INSTRUCTIONS FOR THE TASK: In the material below, the lines to repeat exactly run from the one containing "Target: glass door panel" to the very last line, both included.

EXERCISE MATERIAL:

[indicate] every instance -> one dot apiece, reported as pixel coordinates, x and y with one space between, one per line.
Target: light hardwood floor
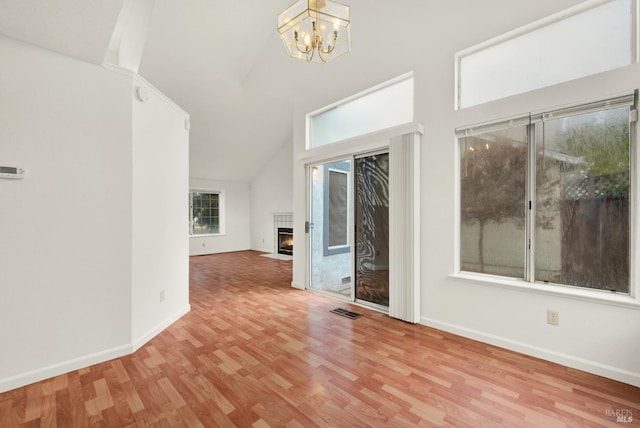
255 352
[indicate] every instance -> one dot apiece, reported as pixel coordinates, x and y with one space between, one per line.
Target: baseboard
262 250
48 372
139 342
534 351
38 375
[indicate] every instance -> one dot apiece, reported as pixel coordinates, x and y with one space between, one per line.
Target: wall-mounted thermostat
11 172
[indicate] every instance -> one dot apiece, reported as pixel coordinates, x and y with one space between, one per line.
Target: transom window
547 197
590 38
384 106
204 213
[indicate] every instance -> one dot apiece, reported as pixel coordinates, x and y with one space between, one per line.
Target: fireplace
285 240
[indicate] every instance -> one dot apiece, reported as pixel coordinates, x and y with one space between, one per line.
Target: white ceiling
222 61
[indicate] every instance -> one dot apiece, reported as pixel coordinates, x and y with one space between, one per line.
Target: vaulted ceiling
223 62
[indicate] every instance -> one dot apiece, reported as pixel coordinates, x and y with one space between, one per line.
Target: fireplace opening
285 240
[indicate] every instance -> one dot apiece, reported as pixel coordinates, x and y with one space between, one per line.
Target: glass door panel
329 228
372 229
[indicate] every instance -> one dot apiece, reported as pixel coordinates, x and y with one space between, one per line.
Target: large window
546 198
204 213
593 37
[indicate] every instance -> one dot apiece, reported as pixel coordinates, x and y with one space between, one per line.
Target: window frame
221 210
528 282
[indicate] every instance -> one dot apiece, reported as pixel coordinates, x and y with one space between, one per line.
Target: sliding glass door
349 209
330 228
372 229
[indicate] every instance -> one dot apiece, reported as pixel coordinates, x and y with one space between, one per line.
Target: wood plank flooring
254 352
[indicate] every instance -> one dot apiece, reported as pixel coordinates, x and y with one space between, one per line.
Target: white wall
596 336
65 258
237 214
74 282
160 187
271 192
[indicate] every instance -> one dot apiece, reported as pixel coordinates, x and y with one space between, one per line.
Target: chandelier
315 30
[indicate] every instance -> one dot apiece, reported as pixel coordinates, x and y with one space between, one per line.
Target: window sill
595 296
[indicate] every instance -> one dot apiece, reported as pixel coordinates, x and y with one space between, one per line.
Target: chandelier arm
306 47
320 52
330 48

COMPLETED EXERCISE:
Target: glass door panel
329 228
372 229
[indicate] every instance -> one dot apiece, reported as pixel coordinates, x and y with one space between, one per line.
Target: large window
546 198
204 213
593 37
[indicate] every instance -> one dot apiece, reported as pixel coordinates, x and y with one space between, one per line.
Target: window frame
221 210
528 282
[indicate] every instance -> one dot apiece, reported as pixel coordinates, x and y with one space between, one per line.
Target: sliding glass door
349 209
330 228
372 229
[indicate] every instance -> one dot apiece, reported as pixel coordinates, x and y with one space between, one per line.
Target: wood plank flooring
254 352
[indicate] every instance -> one dot apiece, reported as pixel coordinates, x and y with one space between, one per line.
Target: white wall
596 336
65 258
237 214
74 282
160 187
271 192
[indicate] every instance -> one dot apiece, reported as pixel coordinates, x and y with one space between, one per line.
Target: chandelier
315 30
[indicate] every instance -> one dot apiece, reported as pixel coordinates, x and y with one space between, one per line.
Target: window sill
595 296
[indicate] every instance -> one dot apiece, reported as pixel coordinates, x and y with one space between, one per line.
Target: chandelier arm
306 47
320 52
330 48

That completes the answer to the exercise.